Le destin de déliaison

 

 

      Une année scolaire s'achève et avec elle la brise des cimes devrait se faire plus sensible, plus tonique. Mais avant de me perdre longuement dans les hauteurs, je ne peux m'empêcher de faire un petit bilan. En fait, je serais volontiers tenté de gémir sur la difficile évolution du métier particulier qui est le mien. Je pourrais comme bien d'autres pleurer sur l'état cadavérique de la culture de base des élèves. Mais ce n’est pas sur le mode de l’affliction que je souhaite ici intervenir. Et à dire vrai, je me demande plutôt comment faire désormais face à des subjectivités soumises à l'immédiateté de leurs affects et déficientes sur le terrain de la structure symbolique. Cette pathologie collective est à ce point devenue la norme que le malade, d'une certaine manière, c'est moi. L'inadapté, c'est encore moi ! Et pourtant, combien d'élèves témoignent d'un réel handicap sur le plan de la pensée, sur le plan de l'accès aux idées et des capacités autrefois requises pour organiser leur intériorité et aborder les enjeux complexes de l'existence. Peut-être suis-je déjà devenu vieux et, aveuglé par ma propre évolution, ne suis-je plus capable de penser moi-même cette altérité nouvelle qui se déploie dans les salles de cours et dont les ressorts paraissent m'échapper.

      Mais ce qui est frappant, c'est que si l'intérêt pour la philosophie demeure, leurs moyens réels de navigation dans le questionnement et dans les constructions théoriques se sont largement affaissés. Le problème tient moins à la nature de la discipline philosophique qu'aux rapports distendus que les élèves entretiennent avec leur langue maternelle, langue relâchée et dont la loi initialement structurante ne fait plus sens et n'organise plus les médiations nécessaires au décentrement subjectif et narcissique. Le problème est de prime abord grammatical, syntaxique, orthographique. Mais plus gravement, se nichent peut-être dans cette faillite du symbolique, dans cette sourde incapacité, un repli alarmant dans l'imaginaire, un retrait dans un monde magique constitué d'échanges instantanés à l'intérêt immédiat et par suite, une fuite de la réalité qu’aucune instance intérieure ne peut plus prendre en charge.

» Exercices
a: Indiquez si chaque énoncé concorde avec le texte sur les élèves et la philosophie. Répondez par oui ou non et citez les mots décisifs du texte. (i) L'intérêt des élèves pour la philosophie a disparu. (ii) Le problème est d'abord grammatical, syntaxique et orthographique. (iii) Le texte adopte le mode de l'affliction.
b: Rédigez la suite du texte sur les élèves et la philosophie en partant de sa dernière phrase.

» Jeu de données
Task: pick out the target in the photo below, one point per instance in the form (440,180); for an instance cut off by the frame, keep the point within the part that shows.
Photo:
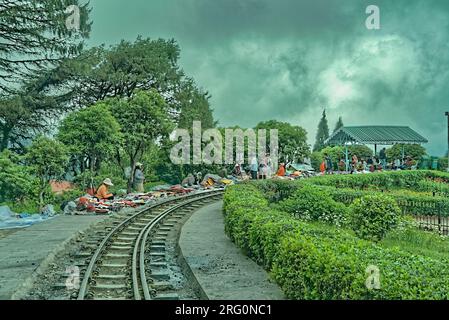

» Liste des réponses
a:
(i) Non : « si l'intérêt pour la philosophie demeure ».
(ii) Oui : « Le problème est de prime abord grammatical, syntaxique, orthographique. »
(iii) Non : « Mais ce n’est pas sur le mode de l’affliction que je souhaite ici intervenir. »

b:
      Il faudrait être fou ou complètement inconséquent pour imaginer qu'un professeur ne puisse que progresser de façon linéaire tout au long d'une carrière ; carrière qu'il creuse avec passion au début et qui finit par le creuser lui avec les années ! La mise en valeur de l'expérience dans ce domaine relève d'une imposture et d'un aveuglement. Dans mes jeunes années, les élèves y allaient du "transfert positif" et les cours étaient investis par eux avec autant de passion que je pouvais en déployer moi-même. Aujourd'hui, les projections positives opèrent toujours mais des phénomènes inaperçus viennent perturber la relation. L'homme vieillit, évolue, change alors que ses élèves ne vieillissent pas et s'ils changent, c'est rarement dans le sens d'une extension des facultés mais plutôt dans le sens d'une croissante anomie qui interroge entre autres choses l'institution scolaire.

      Ce n'est pas le vieillissement qui pose problème, mais l'évolution psychique, spirituelle et rationnelle de celui à qui il devient impossible de sentir, de penser, de savoir et de se représenter les difficultés de ceux qui sont en face de lui. Les mots, le langage, le sens critique, la raison n'opèrent pas sur des esprits en friche malgré la bonne volonté exprimée ça-et-là. Un fil se tend, de plus en plus et finit par se relâcher immanquablement comme celui qui est censé lier les élèves au langage. Eux et moi, nous ne vivons pas dans le même monde. Qu'avons-nous seulement en commun ? Je ne sais pas. Cela pose-t-il problème ? Oui, dès lors qu'il s'agit de les accompagner sur le terrain délicat des enjeux qu'une vie humaine rencontre sans y être préparée. Mais que faire devant des subjectivités qui ne possèdent pas les outils assurant les médiations symboliques minimales ? Une image ne remplace pas un problème. Un sms n'est pas une idée, une parole n'est pas un écrit et la fulgurance d'un désir déployé en cours ne permet pas de lutter contre l'oubli chronique. La connaissance, le savoir sont comme des aliments digérés et éliminés à l'image d'une consommation de masse. L’écrit est peu à peu désinvesti parce qu’il exige du temps mais aussi des outils à disposition comme le sont les signes linguistiques.

     Bref, une fracture se creuse irrémédiablement entre nous. Une frayeur s'empare de moi en songeant à la prochaine rentrée. Comment recommencer ? Comment tout reprendre et considérer avec le même sens de la nouveauté, la même fraîcheur ? Puis-je encore aborder tout cela avec un minimum de conviction ? Comment surmonter une fois de plus les pièges de la persuasion, du préjugé et de l'opinion molle avec un public désoeuvré ? Il faudrait être un parfait crétin pour demeurer virginal, intact et conserver l'enthousiasme des débuts. Et il faut être bien ignorant des processus à l'oeuvre pour ne pas voir dans cette fatigue un réel signe de santé et de vitalité contrariées. Concevoir la difficulté de l'autre et l'affronter avec lui supposent une dose de sympathie doublée d'une empathie, une forme de communauté dans la sensibilité aux problèmes. Force est de constater que cette communauté n'est plus et que l'empathie finit par laisser la place à une incompréhension réciproque, à un épuisement qu'aucune pédagogie ne peut soulager. La dissymétrie s'accroît inéluctablement et avec elle, le fil risquerait bien de se rompre malgré les efforts consentis pour résister à ce qui prend l'allure d'un destin cadavérique.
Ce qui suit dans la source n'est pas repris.